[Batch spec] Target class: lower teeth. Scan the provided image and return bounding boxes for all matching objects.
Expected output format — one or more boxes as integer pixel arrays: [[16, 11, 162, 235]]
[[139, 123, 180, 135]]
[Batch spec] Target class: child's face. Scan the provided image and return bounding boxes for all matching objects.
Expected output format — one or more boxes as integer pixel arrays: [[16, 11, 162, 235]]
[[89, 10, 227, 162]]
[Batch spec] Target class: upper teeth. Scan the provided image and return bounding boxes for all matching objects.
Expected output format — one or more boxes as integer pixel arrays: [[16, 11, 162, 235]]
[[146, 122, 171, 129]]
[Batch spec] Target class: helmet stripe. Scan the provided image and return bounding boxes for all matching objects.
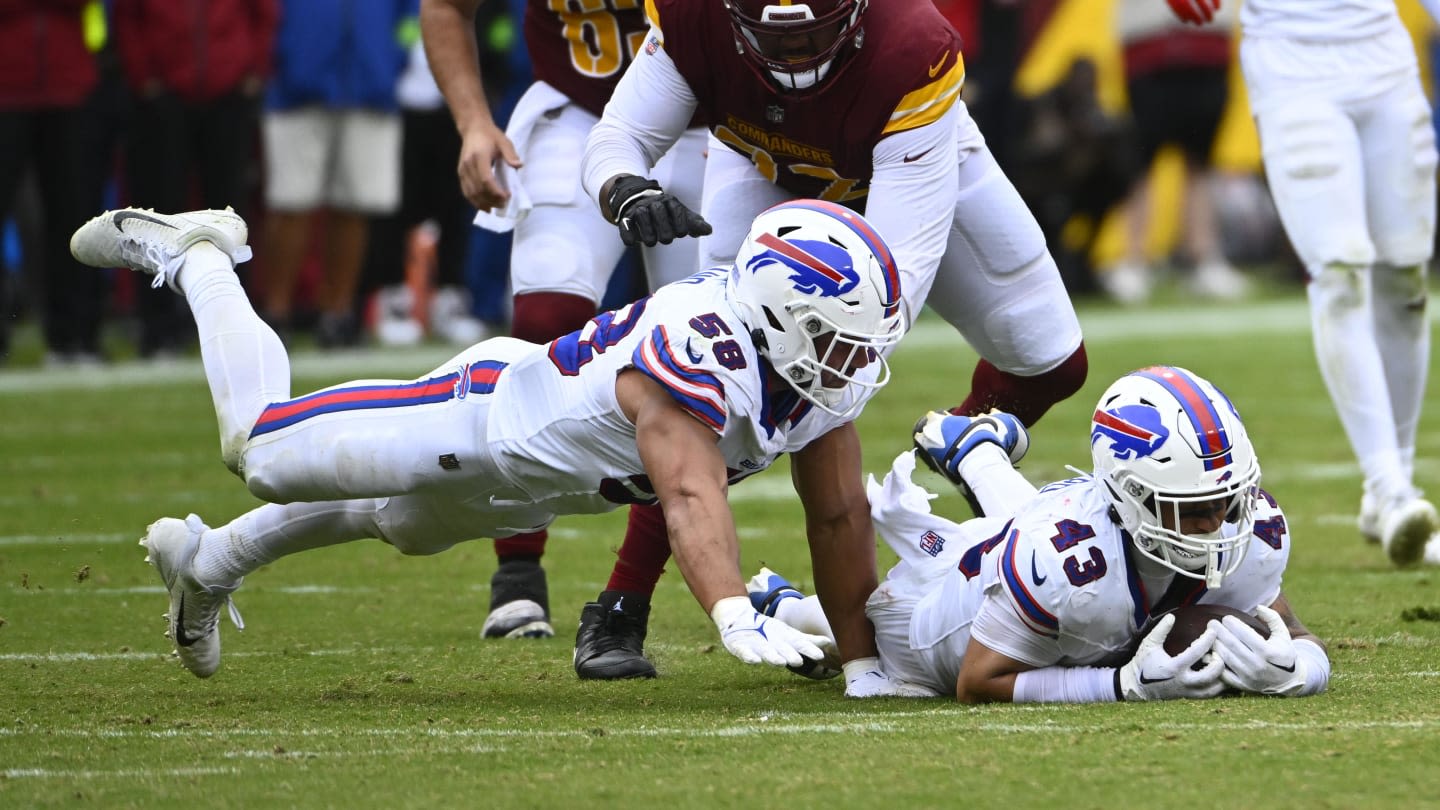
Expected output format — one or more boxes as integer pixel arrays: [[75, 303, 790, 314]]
[[770, 199, 900, 317], [756, 233, 850, 284], [1135, 366, 1231, 470]]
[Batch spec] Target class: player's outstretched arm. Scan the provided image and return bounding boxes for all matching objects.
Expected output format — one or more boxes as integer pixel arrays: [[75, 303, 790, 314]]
[[1210, 594, 1331, 698], [420, 0, 521, 210], [615, 370, 832, 666], [791, 422, 878, 662]]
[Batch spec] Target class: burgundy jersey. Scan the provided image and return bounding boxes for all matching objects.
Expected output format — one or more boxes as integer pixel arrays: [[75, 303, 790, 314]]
[[524, 0, 649, 115], [645, 0, 965, 208]]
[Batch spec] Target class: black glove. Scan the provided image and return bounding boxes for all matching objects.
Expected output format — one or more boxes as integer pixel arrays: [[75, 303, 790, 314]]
[[605, 174, 710, 246]]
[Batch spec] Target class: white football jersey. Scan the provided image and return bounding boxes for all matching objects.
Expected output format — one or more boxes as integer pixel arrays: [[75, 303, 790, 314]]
[[485, 268, 878, 515], [1240, 0, 1403, 42], [871, 477, 1290, 693]]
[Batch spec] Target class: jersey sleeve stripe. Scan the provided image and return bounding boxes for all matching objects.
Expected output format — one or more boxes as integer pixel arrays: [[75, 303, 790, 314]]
[[999, 532, 1060, 638], [251, 360, 505, 438], [635, 326, 726, 432], [788, 199, 900, 317], [881, 53, 965, 135]]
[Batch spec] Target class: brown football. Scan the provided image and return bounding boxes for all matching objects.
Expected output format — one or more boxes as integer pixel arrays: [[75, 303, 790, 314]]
[[1165, 605, 1270, 656]]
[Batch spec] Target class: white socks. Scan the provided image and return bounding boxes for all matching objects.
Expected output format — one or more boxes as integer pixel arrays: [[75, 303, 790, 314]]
[[177, 242, 289, 473], [194, 499, 388, 579]]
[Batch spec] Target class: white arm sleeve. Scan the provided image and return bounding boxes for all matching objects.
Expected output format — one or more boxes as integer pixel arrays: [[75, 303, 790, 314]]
[[580, 29, 697, 200], [971, 587, 1061, 667], [865, 104, 969, 323]]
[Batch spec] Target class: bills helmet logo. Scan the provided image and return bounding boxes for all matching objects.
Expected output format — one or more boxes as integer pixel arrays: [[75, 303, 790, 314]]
[[1090, 405, 1169, 460], [746, 233, 860, 298]]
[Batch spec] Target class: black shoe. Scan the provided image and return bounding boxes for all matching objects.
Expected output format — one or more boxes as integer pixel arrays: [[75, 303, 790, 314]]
[[480, 559, 554, 638], [575, 591, 655, 680]]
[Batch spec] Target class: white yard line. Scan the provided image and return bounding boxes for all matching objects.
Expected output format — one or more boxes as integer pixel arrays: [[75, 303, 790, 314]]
[[0, 295, 1310, 393]]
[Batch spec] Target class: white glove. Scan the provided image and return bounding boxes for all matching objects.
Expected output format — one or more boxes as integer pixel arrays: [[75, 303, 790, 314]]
[[841, 659, 936, 698], [1119, 614, 1225, 700], [1210, 605, 1306, 696], [710, 597, 835, 666]]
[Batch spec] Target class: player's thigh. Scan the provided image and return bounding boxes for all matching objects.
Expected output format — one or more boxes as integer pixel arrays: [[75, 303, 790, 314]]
[[1359, 76, 1436, 267], [242, 339, 534, 503], [700, 137, 795, 267], [374, 491, 554, 555], [510, 104, 625, 303], [261, 107, 334, 210], [926, 148, 1080, 376], [327, 110, 403, 215], [1256, 94, 1375, 268], [641, 127, 707, 290]]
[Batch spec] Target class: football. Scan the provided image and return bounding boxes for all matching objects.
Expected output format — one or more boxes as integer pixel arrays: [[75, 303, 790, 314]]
[[1165, 605, 1270, 656]]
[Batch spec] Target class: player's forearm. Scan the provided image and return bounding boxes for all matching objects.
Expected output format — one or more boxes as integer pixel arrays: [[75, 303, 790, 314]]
[[420, 0, 494, 133], [662, 490, 746, 613]]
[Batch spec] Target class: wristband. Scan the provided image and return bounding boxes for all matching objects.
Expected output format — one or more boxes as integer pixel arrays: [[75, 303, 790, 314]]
[[1011, 666, 1120, 703], [710, 597, 755, 633]]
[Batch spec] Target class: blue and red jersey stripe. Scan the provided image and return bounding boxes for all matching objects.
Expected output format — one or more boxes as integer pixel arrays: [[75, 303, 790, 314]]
[[251, 360, 508, 438], [999, 532, 1060, 638], [775, 199, 900, 317]]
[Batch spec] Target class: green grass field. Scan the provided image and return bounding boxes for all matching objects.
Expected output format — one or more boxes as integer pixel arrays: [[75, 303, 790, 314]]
[[0, 290, 1440, 810]]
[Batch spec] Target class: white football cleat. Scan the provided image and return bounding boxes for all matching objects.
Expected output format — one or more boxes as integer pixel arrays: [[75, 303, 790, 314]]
[[140, 515, 245, 677], [1380, 497, 1440, 565], [71, 208, 251, 293]]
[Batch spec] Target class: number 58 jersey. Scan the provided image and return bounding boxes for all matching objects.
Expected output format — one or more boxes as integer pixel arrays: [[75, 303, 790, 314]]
[[485, 268, 871, 513]]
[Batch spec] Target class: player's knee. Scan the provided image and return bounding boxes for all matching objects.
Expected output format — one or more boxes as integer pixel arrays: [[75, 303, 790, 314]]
[[1371, 264, 1428, 311], [510, 293, 595, 343]]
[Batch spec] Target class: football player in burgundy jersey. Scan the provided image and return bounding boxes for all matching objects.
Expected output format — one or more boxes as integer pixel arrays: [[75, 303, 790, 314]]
[[420, 0, 704, 638], [576, 0, 1087, 676], [750, 366, 1331, 703]]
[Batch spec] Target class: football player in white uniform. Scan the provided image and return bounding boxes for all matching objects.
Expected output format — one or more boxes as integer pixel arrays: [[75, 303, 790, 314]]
[[1171, 0, 1440, 565], [750, 366, 1329, 702], [71, 200, 921, 696], [420, 0, 714, 642]]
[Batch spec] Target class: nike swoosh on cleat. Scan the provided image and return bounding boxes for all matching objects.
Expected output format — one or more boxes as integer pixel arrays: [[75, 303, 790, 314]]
[[685, 340, 706, 363], [109, 210, 179, 232], [174, 594, 199, 647]]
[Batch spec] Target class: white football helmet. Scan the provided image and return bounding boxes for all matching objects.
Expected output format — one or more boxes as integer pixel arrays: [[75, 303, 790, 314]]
[[721, 0, 870, 92], [1090, 366, 1260, 588], [727, 200, 906, 417]]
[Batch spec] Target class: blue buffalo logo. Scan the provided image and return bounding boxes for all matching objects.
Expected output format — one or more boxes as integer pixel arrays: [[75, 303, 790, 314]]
[[746, 233, 860, 298], [1090, 405, 1169, 460]]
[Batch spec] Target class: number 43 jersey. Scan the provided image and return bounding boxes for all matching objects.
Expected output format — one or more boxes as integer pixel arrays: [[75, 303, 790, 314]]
[[871, 461, 1290, 693], [485, 268, 871, 513]]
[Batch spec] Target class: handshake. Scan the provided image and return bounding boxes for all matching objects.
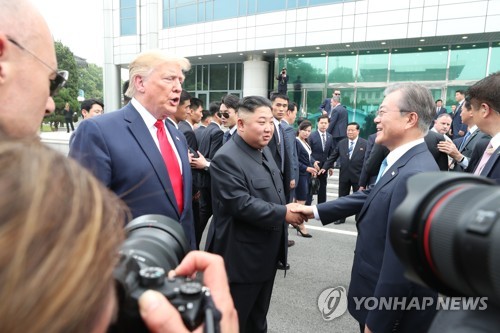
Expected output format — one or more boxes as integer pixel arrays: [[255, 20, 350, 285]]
[[285, 203, 314, 227]]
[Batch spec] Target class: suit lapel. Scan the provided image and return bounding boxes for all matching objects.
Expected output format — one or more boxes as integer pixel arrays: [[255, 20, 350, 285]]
[[125, 107, 181, 218], [481, 146, 500, 176], [166, 121, 192, 217], [358, 142, 427, 221]]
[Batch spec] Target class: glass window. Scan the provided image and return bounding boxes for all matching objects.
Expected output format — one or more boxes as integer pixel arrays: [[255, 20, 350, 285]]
[[309, 0, 344, 6], [445, 86, 469, 107], [182, 66, 197, 91], [120, 17, 137, 36], [389, 48, 448, 81], [210, 64, 229, 90], [488, 42, 500, 74], [196, 2, 205, 22], [278, 54, 325, 83], [175, 4, 197, 25], [205, 1, 214, 21], [257, 0, 286, 13], [356, 87, 385, 137], [120, 0, 136, 8], [449, 44, 488, 80], [238, 0, 247, 16], [210, 91, 227, 103], [120, 0, 137, 36], [213, 0, 238, 20], [328, 52, 356, 82], [357, 50, 389, 82]]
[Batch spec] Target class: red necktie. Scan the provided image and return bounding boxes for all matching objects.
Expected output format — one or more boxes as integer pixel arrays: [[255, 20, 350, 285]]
[[155, 120, 184, 213]]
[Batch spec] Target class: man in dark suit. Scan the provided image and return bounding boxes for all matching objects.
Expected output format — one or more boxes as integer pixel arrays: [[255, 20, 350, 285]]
[[319, 123, 367, 224], [69, 51, 195, 248], [467, 72, 500, 184], [359, 133, 389, 191], [434, 99, 448, 119], [326, 92, 348, 149], [297, 83, 439, 333], [451, 90, 467, 140], [207, 96, 303, 333], [191, 102, 224, 246], [269, 94, 295, 250], [281, 102, 299, 203], [318, 89, 340, 117], [306, 114, 333, 204], [438, 100, 491, 171], [194, 110, 212, 143]]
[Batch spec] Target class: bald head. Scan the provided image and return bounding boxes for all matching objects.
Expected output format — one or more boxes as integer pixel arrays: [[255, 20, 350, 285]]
[[0, 0, 57, 137]]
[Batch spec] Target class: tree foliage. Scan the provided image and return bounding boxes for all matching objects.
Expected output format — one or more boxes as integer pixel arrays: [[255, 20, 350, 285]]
[[78, 64, 103, 100], [44, 41, 103, 127]]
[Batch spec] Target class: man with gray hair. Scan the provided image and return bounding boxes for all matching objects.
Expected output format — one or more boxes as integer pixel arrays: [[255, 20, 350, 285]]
[[326, 95, 348, 150], [0, 0, 68, 138], [297, 83, 439, 332], [69, 51, 196, 248]]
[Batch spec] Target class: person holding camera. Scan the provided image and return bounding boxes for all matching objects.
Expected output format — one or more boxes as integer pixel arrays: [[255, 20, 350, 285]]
[[292, 83, 439, 333], [0, 139, 238, 333], [69, 50, 196, 249], [207, 96, 304, 333], [276, 67, 288, 95]]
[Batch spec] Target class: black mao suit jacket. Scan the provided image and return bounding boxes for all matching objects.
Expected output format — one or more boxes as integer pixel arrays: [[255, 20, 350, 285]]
[[207, 135, 288, 283], [317, 143, 439, 333]]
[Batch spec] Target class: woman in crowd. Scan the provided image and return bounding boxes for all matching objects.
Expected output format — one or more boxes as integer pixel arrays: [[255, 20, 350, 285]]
[[0, 139, 238, 333], [295, 120, 317, 238]]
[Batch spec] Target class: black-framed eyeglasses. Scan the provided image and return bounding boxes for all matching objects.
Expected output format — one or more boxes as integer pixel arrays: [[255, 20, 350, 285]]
[[217, 112, 229, 119], [7, 37, 69, 97]]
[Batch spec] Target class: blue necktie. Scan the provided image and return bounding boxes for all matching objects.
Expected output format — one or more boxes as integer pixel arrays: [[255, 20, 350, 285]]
[[222, 130, 231, 144], [458, 131, 470, 151], [375, 157, 387, 184], [349, 141, 354, 159]]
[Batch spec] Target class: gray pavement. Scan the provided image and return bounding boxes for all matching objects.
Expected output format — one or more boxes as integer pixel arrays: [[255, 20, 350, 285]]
[[267, 197, 359, 333], [40, 128, 359, 333]]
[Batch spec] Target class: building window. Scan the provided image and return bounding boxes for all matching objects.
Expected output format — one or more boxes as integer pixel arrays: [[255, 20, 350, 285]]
[[389, 47, 448, 82], [449, 44, 488, 80], [120, 0, 137, 36], [488, 42, 500, 74], [328, 52, 356, 83], [357, 51, 389, 82]]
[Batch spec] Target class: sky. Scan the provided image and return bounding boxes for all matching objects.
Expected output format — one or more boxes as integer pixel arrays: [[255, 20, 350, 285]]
[[31, 0, 104, 67]]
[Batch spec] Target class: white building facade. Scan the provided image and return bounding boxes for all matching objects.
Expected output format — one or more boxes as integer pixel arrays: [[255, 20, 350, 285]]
[[104, 0, 500, 128]]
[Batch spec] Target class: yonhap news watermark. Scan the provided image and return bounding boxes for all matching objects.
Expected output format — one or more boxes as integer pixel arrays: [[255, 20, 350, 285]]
[[318, 286, 488, 321]]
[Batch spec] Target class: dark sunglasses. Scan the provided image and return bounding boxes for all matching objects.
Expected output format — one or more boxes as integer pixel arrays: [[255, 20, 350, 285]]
[[217, 112, 229, 119], [7, 37, 69, 97]]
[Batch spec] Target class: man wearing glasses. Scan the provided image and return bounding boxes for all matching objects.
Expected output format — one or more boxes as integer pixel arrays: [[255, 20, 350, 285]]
[[292, 83, 439, 333], [218, 94, 240, 144], [319, 89, 340, 117], [0, 1, 68, 138]]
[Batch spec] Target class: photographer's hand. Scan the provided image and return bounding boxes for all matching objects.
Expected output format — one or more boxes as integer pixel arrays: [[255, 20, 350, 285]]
[[139, 251, 238, 333]]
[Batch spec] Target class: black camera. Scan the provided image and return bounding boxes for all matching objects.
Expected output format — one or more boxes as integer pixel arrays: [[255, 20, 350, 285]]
[[108, 215, 211, 333], [389, 172, 500, 333]]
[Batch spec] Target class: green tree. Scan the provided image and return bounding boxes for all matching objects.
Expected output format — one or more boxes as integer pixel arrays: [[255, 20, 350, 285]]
[[78, 64, 103, 100], [54, 42, 80, 113]]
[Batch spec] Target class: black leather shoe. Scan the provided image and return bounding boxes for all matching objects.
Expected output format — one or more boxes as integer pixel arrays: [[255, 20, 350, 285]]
[[278, 261, 290, 271]]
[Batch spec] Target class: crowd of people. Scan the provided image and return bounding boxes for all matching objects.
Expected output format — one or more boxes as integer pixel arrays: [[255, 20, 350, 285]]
[[0, 0, 500, 333]]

▶ [PROBLEM TO WORK ON] Arrange everything in the material from the line containing "[Batch spec] Target class: white arm" down to the line containing "[[420, 0, 494, 133], [662, 490, 746, 613]]" as a Markdown table with the columns Row and Text, numbering each line and skipping blank lines.

▶ [OUTPUT FOR THIS EXERCISE]
| Row | Text |
|---|---|
| 1 | [Batch spec] Target class: white arm sleeve. Scan the provided image and return bounding boxes for all matching objects. |
| 2 | Expected output format — one or more boxes as integer pixel arrays: [[75, 303, 790, 314]] |
| 3 | [[580, 29, 697, 200], [971, 587, 1061, 667], [865, 104, 969, 323]] |
| 4 | [Batch spec] Target class: bills helmet logo. Scan the provided image and return bounding boxes for all matching objects. |
| 5 | Expected output format — one or more boxes as integer pixel arrays: [[75, 303, 790, 314]] |
| 6 | [[1090, 405, 1169, 460], [746, 233, 860, 298]] |
| 7 | [Batch spec] Target class: black shoe. Scan the provided image and return bounding boxes for all matching objects. |
| 8 | Expected output format — one or more boxes as integer pixel arrays: [[75, 303, 790, 314]] |
| 9 | [[480, 559, 554, 638], [575, 591, 655, 680]] |
| 10 | [Batch spec] Target class: white yard line. Scan the provided image and return bounding boxes for all matching objects. |
| 11 | Expected output format — one or more boxes as integer pixel arrays: [[75, 303, 790, 314]] |
| 12 | [[0, 295, 1310, 393]] |
| 13 | [Batch spec] Target class: white glove. Scan the provided image and return bounding boxes for all matching objects. |
| 14 | Expected output format — one or more boxes as integer pixel arrays: [[75, 303, 790, 314]] |
| 15 | [[841, 659, 936, 698], [1119, 614, 1225, 700], [1210, 605, 1306, 696], [710, 597, 835, 666]] |
| 16 | [Batch spec] Target class: player's thigh. Scan the provided image and return bounding boxes for all matching objects. |
| 17 | Expected output format — one or more boxes as integer pixel arrays: [[75, 303, 790, 314]] |
| 18 | [[1359, 76, 1436, 267], [242, 339, 534, 503], [700, 137, 795, 267], [374, 491, 554, 555], [510, 104, 625, 303], [261, 107, 334, 210], [926, 148, 1080, 376], [327, 110, 403, 215], [1256, 94, 1375, 268], [641, 127, 707, 290]] |
| 19 | [Batch spec] Target class: football. Scan the provided image and return bounding boxes for all matching objects. |
| 20 | Expected output format — one or more boxes as integer pixel arrays: [[75, 303, 790, 314]] |
| 21 | [[1165, 605, 1270, 656]] |
| 22 | [Batch spec] Target class: player's forearm. Scan the provided image and return bounding boxes for all matching objects. |
| 23 | Expected output format — one or more boxes as integer pixel arrays: [[75, 303, 790, 314]] |
| 24 | [[420, 0, 494, 133], [662, 490, 746, 613]] |